Exercise materials -

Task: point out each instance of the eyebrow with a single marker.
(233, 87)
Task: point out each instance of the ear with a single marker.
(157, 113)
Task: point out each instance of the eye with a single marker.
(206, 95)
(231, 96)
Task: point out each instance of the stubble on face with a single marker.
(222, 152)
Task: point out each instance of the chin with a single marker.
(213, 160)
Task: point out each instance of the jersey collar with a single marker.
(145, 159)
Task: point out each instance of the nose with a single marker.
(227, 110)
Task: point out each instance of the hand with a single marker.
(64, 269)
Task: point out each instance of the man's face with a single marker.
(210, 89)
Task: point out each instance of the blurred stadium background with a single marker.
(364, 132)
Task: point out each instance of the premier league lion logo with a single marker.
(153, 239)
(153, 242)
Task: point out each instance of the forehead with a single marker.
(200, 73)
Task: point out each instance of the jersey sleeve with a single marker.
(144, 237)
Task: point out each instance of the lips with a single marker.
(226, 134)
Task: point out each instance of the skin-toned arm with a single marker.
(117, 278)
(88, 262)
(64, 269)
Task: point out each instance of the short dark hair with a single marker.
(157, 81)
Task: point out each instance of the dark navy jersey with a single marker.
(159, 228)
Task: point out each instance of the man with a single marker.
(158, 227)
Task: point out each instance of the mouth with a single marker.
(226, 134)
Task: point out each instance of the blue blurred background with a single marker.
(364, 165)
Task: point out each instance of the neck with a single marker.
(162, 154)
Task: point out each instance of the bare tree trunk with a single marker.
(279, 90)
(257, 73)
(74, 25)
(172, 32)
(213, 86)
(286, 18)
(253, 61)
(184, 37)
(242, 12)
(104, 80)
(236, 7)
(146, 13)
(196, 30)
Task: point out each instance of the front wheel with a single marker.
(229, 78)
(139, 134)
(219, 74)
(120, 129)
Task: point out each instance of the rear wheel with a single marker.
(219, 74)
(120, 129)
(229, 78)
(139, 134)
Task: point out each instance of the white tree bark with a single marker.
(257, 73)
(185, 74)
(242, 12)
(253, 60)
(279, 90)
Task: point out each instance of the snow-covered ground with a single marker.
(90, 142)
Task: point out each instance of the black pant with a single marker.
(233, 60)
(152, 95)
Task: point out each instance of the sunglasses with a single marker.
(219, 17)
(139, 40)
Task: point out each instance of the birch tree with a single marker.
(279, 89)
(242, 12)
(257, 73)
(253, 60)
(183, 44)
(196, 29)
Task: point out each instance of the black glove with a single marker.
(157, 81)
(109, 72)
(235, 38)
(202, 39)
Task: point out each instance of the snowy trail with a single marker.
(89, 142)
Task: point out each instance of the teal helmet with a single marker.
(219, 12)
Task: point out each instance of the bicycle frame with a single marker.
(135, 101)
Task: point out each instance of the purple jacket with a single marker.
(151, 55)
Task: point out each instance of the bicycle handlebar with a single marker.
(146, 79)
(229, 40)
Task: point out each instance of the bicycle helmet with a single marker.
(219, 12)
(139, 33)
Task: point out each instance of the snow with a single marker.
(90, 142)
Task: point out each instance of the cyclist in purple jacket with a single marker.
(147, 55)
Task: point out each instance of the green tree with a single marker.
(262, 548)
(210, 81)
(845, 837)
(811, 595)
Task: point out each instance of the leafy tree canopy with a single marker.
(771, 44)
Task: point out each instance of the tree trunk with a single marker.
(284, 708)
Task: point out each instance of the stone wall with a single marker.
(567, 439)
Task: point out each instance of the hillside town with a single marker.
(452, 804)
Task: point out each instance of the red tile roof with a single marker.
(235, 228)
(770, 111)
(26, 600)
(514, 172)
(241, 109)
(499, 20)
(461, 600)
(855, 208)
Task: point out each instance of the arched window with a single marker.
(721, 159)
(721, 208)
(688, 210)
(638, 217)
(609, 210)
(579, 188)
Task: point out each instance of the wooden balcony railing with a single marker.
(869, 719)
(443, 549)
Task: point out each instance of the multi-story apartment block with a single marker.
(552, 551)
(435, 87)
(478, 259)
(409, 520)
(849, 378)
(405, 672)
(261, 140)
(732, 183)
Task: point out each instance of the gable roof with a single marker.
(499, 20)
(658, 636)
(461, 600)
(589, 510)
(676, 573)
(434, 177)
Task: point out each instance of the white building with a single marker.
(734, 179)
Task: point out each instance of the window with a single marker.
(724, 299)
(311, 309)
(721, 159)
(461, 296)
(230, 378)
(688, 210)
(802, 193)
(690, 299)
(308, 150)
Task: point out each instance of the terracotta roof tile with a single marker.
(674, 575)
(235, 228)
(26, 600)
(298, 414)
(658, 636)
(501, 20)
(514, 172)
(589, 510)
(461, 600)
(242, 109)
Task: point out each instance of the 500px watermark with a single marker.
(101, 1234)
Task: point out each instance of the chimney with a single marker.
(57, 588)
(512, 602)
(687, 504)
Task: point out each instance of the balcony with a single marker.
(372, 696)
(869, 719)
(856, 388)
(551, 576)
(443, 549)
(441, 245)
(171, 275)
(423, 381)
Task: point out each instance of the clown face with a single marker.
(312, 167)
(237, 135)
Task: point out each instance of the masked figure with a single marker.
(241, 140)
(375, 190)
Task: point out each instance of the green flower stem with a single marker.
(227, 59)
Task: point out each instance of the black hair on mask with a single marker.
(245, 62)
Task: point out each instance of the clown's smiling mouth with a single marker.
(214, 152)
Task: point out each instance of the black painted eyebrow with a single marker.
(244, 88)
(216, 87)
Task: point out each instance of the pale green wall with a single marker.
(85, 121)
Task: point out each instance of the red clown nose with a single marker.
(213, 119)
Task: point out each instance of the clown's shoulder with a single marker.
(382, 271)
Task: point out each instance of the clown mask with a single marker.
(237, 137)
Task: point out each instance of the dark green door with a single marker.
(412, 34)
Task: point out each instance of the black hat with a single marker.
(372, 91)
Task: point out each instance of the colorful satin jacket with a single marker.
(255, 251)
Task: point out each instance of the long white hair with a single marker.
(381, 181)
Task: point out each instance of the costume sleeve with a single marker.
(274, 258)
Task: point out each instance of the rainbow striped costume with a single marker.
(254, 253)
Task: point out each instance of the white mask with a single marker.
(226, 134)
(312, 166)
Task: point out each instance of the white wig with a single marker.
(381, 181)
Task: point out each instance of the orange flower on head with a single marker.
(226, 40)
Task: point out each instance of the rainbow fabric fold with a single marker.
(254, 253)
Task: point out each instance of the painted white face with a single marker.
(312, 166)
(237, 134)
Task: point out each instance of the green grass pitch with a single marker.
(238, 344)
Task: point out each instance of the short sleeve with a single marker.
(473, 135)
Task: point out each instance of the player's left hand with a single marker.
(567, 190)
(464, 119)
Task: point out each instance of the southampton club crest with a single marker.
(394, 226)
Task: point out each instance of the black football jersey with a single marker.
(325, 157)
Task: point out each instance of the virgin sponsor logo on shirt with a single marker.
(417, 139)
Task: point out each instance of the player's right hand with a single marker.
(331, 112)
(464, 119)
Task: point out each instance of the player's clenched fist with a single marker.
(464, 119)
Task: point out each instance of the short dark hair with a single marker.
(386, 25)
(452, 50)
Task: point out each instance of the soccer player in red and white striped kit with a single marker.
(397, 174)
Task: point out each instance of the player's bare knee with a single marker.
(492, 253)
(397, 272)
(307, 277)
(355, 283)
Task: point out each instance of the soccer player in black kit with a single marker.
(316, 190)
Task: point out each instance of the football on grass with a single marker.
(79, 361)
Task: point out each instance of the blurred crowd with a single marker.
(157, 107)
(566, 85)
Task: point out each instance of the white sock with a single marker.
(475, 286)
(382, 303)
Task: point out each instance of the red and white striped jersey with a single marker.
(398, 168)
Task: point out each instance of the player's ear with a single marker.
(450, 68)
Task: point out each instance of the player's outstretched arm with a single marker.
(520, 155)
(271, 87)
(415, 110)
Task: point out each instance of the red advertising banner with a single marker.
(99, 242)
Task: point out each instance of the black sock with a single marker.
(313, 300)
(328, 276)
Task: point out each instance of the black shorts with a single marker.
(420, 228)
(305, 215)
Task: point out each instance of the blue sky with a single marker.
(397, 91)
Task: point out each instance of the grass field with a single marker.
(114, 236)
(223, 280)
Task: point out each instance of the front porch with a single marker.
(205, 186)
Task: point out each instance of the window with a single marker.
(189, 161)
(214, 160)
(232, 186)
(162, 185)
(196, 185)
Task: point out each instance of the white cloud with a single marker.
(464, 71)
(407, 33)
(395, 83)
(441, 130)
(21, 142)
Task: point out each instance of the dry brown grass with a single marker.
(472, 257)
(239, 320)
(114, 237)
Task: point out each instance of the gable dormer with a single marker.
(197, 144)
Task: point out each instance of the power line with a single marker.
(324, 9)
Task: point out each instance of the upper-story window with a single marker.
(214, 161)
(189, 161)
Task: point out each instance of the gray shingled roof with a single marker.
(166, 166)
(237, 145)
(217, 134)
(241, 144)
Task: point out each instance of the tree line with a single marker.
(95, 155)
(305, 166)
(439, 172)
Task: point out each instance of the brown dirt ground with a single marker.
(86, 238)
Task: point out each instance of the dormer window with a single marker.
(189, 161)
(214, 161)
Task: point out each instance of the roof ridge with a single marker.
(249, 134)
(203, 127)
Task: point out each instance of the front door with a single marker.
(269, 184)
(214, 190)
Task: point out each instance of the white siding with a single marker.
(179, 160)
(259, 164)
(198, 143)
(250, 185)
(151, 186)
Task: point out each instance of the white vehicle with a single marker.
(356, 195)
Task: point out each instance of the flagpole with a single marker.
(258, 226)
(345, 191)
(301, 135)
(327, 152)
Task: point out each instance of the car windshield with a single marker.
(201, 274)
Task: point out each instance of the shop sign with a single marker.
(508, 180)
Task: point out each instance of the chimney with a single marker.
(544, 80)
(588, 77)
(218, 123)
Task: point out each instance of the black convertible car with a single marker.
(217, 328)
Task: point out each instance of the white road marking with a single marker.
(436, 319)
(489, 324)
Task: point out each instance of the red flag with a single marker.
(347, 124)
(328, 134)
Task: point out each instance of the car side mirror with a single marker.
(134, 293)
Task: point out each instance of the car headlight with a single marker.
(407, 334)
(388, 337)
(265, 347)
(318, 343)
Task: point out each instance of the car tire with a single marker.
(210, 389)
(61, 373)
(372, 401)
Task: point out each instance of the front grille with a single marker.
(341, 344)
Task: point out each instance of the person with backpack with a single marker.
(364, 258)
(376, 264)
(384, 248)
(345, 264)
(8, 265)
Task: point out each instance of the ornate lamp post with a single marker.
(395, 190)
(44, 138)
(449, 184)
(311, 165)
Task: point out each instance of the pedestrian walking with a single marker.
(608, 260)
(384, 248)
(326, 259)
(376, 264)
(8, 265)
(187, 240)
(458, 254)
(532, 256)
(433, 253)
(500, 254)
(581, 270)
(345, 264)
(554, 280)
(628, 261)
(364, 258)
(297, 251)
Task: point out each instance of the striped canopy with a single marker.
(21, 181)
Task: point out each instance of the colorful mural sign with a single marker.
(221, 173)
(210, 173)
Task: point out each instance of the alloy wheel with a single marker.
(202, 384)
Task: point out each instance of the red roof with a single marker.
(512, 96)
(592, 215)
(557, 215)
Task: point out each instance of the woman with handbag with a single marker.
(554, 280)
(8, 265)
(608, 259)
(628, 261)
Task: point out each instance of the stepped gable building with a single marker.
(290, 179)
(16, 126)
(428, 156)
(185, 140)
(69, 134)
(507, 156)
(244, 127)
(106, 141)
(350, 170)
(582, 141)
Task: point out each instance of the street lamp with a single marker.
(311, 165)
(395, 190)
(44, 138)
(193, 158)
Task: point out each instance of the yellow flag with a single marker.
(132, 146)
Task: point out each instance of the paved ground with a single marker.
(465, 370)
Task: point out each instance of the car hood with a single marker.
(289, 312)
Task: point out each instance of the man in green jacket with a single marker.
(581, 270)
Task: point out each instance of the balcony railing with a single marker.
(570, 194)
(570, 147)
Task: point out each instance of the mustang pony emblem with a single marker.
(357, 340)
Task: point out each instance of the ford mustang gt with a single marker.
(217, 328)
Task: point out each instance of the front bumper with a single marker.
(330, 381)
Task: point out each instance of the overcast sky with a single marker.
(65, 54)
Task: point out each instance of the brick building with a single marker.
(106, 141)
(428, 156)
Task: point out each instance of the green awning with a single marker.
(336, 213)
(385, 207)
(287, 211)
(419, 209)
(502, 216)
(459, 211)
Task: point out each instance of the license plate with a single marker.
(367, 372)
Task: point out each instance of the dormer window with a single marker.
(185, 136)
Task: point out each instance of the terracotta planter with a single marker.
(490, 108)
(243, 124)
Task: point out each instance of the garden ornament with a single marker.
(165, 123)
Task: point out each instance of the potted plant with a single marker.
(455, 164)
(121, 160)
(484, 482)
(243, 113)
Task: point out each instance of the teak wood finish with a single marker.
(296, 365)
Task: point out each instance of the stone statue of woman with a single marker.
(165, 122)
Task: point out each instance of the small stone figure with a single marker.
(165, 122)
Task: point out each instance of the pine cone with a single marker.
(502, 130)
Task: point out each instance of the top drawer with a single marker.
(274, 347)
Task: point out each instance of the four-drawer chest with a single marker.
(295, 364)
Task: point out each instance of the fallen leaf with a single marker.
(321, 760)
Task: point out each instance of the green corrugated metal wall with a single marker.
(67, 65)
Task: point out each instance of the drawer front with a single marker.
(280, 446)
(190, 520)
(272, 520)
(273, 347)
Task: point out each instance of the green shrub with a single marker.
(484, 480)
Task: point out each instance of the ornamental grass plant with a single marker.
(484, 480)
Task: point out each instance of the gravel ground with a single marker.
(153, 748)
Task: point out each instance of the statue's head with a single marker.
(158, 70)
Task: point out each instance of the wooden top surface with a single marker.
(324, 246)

Objective - Output as a JSON list of strings everything in the records from the line containing "Task: point out each instance of the ornamental" down to the end, one string per line, leaving out blank lines.

Final result -
[
  "Task: point out each instance of the ornamental grass plant with a single marker.",
  "(484, 480)",
  "Task: point out each instance of the gravel ground with a single marker.",
  "(153, 748)",
  "Task: point out each instance of the statue's head with a single marker.",
  "(158, 70)",
  "Task: point out each instance of the wooden top surface with a single marker.",
  "(324, 246)"
]